**EXERCISE AIM:** The entries shown here must be retyped in full, with no pictures included.
BEGIN
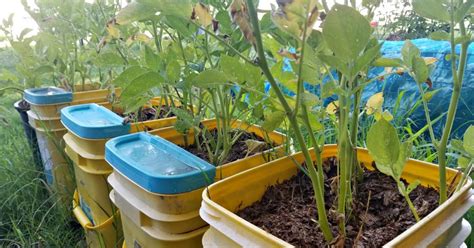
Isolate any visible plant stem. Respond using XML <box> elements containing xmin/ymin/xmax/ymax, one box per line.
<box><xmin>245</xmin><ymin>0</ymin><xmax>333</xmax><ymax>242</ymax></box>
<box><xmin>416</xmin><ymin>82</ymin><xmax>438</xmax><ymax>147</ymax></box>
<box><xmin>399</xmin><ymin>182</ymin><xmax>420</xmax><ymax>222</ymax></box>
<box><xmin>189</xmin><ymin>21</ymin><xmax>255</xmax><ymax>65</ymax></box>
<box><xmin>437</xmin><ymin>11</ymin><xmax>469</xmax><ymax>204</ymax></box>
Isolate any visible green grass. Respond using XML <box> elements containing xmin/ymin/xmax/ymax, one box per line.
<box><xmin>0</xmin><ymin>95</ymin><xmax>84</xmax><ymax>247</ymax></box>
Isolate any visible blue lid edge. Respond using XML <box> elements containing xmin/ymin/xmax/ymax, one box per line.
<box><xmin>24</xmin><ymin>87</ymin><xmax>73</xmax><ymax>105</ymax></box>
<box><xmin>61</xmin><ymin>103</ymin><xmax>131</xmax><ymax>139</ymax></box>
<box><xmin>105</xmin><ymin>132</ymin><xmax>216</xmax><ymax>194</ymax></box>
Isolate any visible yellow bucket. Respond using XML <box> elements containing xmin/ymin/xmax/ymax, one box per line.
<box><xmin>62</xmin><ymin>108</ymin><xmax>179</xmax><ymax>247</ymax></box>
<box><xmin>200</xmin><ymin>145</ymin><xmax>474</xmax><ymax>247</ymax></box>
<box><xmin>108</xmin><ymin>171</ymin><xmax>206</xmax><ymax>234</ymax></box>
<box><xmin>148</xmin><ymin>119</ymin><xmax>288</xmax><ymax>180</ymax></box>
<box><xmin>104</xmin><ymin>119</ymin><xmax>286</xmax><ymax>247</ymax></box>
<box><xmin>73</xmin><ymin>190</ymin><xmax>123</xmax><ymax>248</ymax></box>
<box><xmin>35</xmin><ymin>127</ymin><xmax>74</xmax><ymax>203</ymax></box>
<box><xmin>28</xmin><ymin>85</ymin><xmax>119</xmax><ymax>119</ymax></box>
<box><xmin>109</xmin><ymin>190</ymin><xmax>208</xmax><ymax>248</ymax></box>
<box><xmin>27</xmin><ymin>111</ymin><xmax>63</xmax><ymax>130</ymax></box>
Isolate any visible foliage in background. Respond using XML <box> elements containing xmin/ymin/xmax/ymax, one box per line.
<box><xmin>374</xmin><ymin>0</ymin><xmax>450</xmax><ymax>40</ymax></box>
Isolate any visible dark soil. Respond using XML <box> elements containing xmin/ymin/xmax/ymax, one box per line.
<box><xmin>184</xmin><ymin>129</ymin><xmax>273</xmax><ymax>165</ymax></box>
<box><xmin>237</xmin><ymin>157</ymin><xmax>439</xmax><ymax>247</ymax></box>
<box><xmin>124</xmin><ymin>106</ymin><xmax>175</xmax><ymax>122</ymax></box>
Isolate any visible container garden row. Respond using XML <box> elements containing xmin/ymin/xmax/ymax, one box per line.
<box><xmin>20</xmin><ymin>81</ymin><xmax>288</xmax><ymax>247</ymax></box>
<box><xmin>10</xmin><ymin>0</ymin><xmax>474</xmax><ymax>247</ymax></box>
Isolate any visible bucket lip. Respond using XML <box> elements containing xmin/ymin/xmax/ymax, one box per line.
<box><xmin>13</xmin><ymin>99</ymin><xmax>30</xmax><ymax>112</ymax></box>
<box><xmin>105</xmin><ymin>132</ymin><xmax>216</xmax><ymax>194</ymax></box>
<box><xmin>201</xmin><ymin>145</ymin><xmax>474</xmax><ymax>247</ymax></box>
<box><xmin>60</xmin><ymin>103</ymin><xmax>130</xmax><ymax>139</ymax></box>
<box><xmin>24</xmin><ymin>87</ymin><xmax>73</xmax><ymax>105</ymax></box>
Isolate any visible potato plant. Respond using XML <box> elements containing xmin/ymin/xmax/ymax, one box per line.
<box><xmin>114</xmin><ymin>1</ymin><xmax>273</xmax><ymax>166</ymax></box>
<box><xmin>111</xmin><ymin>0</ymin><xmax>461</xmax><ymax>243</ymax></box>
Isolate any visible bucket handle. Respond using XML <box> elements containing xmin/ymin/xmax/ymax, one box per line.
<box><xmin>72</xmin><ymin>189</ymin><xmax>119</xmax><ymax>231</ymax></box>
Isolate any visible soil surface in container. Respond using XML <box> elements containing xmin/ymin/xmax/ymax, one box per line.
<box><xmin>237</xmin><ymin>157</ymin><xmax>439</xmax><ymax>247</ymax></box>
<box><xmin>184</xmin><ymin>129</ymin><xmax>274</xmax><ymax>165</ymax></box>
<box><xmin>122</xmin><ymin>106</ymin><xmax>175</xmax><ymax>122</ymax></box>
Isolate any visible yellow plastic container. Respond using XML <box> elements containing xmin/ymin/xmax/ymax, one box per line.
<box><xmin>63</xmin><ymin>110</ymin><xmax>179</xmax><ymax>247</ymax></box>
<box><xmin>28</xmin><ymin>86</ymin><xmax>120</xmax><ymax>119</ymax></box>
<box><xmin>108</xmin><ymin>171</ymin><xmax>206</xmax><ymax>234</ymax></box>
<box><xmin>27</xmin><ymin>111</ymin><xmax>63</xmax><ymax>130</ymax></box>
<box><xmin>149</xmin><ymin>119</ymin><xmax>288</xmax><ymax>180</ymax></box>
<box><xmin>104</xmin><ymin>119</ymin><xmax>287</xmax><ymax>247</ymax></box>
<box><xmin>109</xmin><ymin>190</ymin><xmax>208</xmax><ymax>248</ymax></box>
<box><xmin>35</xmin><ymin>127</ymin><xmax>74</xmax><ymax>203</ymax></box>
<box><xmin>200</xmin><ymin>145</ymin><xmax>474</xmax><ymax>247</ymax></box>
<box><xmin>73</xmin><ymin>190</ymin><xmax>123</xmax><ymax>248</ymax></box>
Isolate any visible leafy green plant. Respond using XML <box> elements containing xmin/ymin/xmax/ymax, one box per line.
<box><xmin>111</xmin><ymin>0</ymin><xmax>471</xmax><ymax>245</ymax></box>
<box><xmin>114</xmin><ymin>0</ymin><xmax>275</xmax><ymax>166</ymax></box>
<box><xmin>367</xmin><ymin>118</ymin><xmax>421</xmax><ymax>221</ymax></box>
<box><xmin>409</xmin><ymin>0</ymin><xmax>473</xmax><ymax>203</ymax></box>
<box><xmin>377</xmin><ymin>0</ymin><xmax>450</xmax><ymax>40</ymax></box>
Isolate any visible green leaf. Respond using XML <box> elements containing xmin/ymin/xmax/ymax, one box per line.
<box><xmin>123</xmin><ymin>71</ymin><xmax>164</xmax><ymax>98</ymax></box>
END
**ANSWER SECTION:**
Isolate any visible plant stem. Respond using XML <box> elements containing xmin/ymin/xmax/ymax, one box per line.
<box><xmin>245</xmin><ymin>0</ymin><xmax>333</xmax><ymax>242</ymax></box>
<box><xmin>416</xmin><ymin>82</ymin><xmax>438</xmax><ymax>147</ymax></box>
<box><xmin>399</xmin><ymin>182</ymin><xmax>420</xmax><ymax>222</ymax></box>
<box><xmin>189</xmin><ymin>21</ymin><xmax>255</xmax><ymax>65</ymax></box>
<box><xmin>437</xmin><ymin>11</ymin><xmax>469</xmax><ymax>204</ymax></box>
Isolate any visible green grass. Respond using XML <box> elements containing xmin/ymin/xmax/ymax, one box per line.
<box><xmin>0</xmin><ymin>95</ymin><xmax>84</xmax><ymax>247</ymax></box>
Isolate any visible blue lid edge. Respond using XML <box> elements containing xmin/ymin/xmax/ymax, one box per line.
<box><xmin>24</xmin><ymin>87</ymin><xmax>73</xmax><ymax>105</ymax></box>
<box><xmin>61</xmin><ymin>103</ymin><xmax>131</xmax><ymax>139</ymax></box>
<box><xmin>105</xmin><ymin>132</ymin><xmax>216</xmax><ymax>194</ymax></box>
Isolate any visible yellow bucket. Respond using XML <box> elements containing xmin/ymin/xmax/ymax, one box per line.
<box><xmin>62</xmin><ymin>108</ymin><xmax>179</xmax><ymax>247</ymax></box>
<box><xmin>200</xmin><ymin>145</ymin><xmax>474</xmax><ymax>247</ymax></box>
<box><xmin>108</xmin><ymin>171</ymin><xmax>206</xmax><ymax>234</ymax></box>
<box><xmin>148</xmin><ymin>119</ymin><xmax>288</xmax><ymax>180</ymax></box>
<box><xmin>104</xmin><ymin>119</ymin><xmax>286</xmax><ymax>247</ymax></box>
<box><xmin>73</xmin><ymin>190</ymin><xmax>123</xmax><ymax>248</ymax></box>
<box><xmin>35</xmin><ymin>127</ymin><xmax>74</xmax><ymax>203</ymax></box>
<box><xmin>28</xmin><ymin>85</ymin><xmax>119</xmax><ymax>119</ymax></box>
<box><xmin>109</xmin><ymin>190</ymin><xmax>208</xmax><ymax>248</ymax></box>
<box><xmin>27</xmin><ymin>111</ymin><xmax>63</xmax><ymax>130</ymax></box>
Isolate any visible foliage in background. Respond using XML <box> elements containing xmin/ymin/xmax/ymax, one box per line.
<box><xmin>374</xmin><ymin>0</ymin><xmax>450</xmax><ymax>40</ymax></box>
Isolate any visible dark soil. Respond using XML <box> elements containing xmin/ymin/xmax/ymax, one box per line.
<box><xmin>184</xmin><ymin>129</ymin><xmax>273</xmax><ymax>165</ymax></box>
<box><xmin>237</xmin><ymin>157</ymin><xmax>439</xmax><ymax>247</ymax></box>
<box><xmin>124</xmin><ymin>106</ymin><xmax>175</xmax><ymax>122</ymax></box>
Isolate any visible container garden row. Respond using XML <box> elements containing xmin/ymin/xmax/ymax, one box per line.
<box><xmin>20</xmin><ymin>81</ymin><xmax>288</xmax><ymax>247</ymax></box>
<box><xmin>10</xmin><ymin>0</ymin><xmax>474</xmax><ymax>247</ymax></box>
Isolate any visible bucket lip. Respond using XML <box> elements containing xmin/ymin/xmax/ymax, one box per line.
<box><xmin>13</xmin><ymin>99</ymin><xmax>30</xmax><ymax>112</ymax></box>
<box><xmin>105</xmin><ymin>132</ymin><xmax>216</xmax><ymax>194</ymax></box>
<box><xmin>201</xmin><ymin>145</ymin><xmax>474</xmax><ymax>247</ymax></box>
<box><xmin>60</xmin><ymin>103</ymin><xmax>130</xmax><ymax>139</ymax></box>
<box><xmin>24</xmin><ymin>87</ymin><xmax>73</xmax><ymax>105</ymax></box>
Isolate any visible potato plant. Respond using XML <box> elements containing xmin/ymin/xmax/ymax, one box per line.
<box><xmin>114</xmin><ymin>1</ymin><xmax>273</xmax><ymax>166</ymax></box>
<box><xmin>111</xmin><ymin>0</ymin><xmax>461</xmax><ymax>243</ymax></box>
Isolate any visible bucket handle. Respond using XML <box> elements containing xmin/ymin/xmax/ymax, one box per line.
<box><xmin>72</xmin><ymin>189</ymin><xmax>119</xmax><ymax>231</ymax></box>
Isolate any visible soil surface in container. Respond using XML <box> elements containing xmin/ymin/xmax/ymax, one box per line.
<box><xmin>237</xmin><ymin>157</ymin><xmax>439</xmax><ymax>247</ymax></box>
<box><xmin>184</xmin><ymin>129</ymin><xmax>274</xmax><ymax>165</ymax></box>
<box><xmin>122</xmin><ymin>106</ymin><xmax>175</xmax><ymax>122</ymax></box>
Isolate any visible yellow plastic container. Respond using XML <box> elements containing xmin/ymin/xmax/ymax, one box per line.
<box><xmin>63</xmin><ymin>110</ymin><xmax>179</xmax><ymax>247</ymax></box>
<box><xmin>28</xmin><ymin>86</ymin><xmax>120</xmax><ymax>119</ymax></box>
<box><xmin>108</xmin><ymin>171</ymin><xmax>206</xmax><ymax>234</ymax></box>
<box><xmin>27</xmin><ymin>111</ymin><xmax>63</xmax><ymax>130</ymax></box>
<box><xmin>149</xmin><ymin>119</ymin><xmax>288</xmax><ymax>180</ymax></box>
<box><xmin>104</xmin><ymin>119</ymin><xmax>287</xmax><ymax>247</ymax></box>
<box><xmin>109</xmin><ymin>190</ymin><xmax>208</xmax><ymax>248</ymax></box>
<box><xmin>35</xmin><ymin>127</ymin><xmax>74</xmax><ymax>203</ymax></box>
<box><xmin>200</xmin><ymin>145</ymin><xmax>474</xmax><ymax>247</ymax></box>
<box><xmin>73</xmin><ymin>190</ymin><xmax>123</xmax><ymax>248</ymax></box>
Isolate any visible leafy green plant. Respond using XML <box> elements containing xmin/ymin/xmax/ymax, one box per line.
<box><xmin>111</xmin><ymin>0</ymin><xmax>471</xmax><ymax>245</ymax></box>
<box><xmin>114</xmin><ymin>0</ymin><xmax>275</xmax><ymax>166</ymax></box>
<box><xmin>367</xmin><ymin>118</ymin><xmax>421</xmax><ymax>221</ymax></box>
<box><xmin>409</xmin><ymin>0</ymin><xmax>473</xmax><ymax>203</ymax></box>
<box><xmin>377</xmin><ymin>0</ymin><xmax>450</xmax><ymax>40</ymax></box>
Isolate any visible green leaf. Respond using XML <box> elements containing xmin/ymin/xmax/ymax, one box per line.
<box><xmin>123</xmin><ymin>71</ymin><xmax>164</xmax><ymax>98</ymax></box>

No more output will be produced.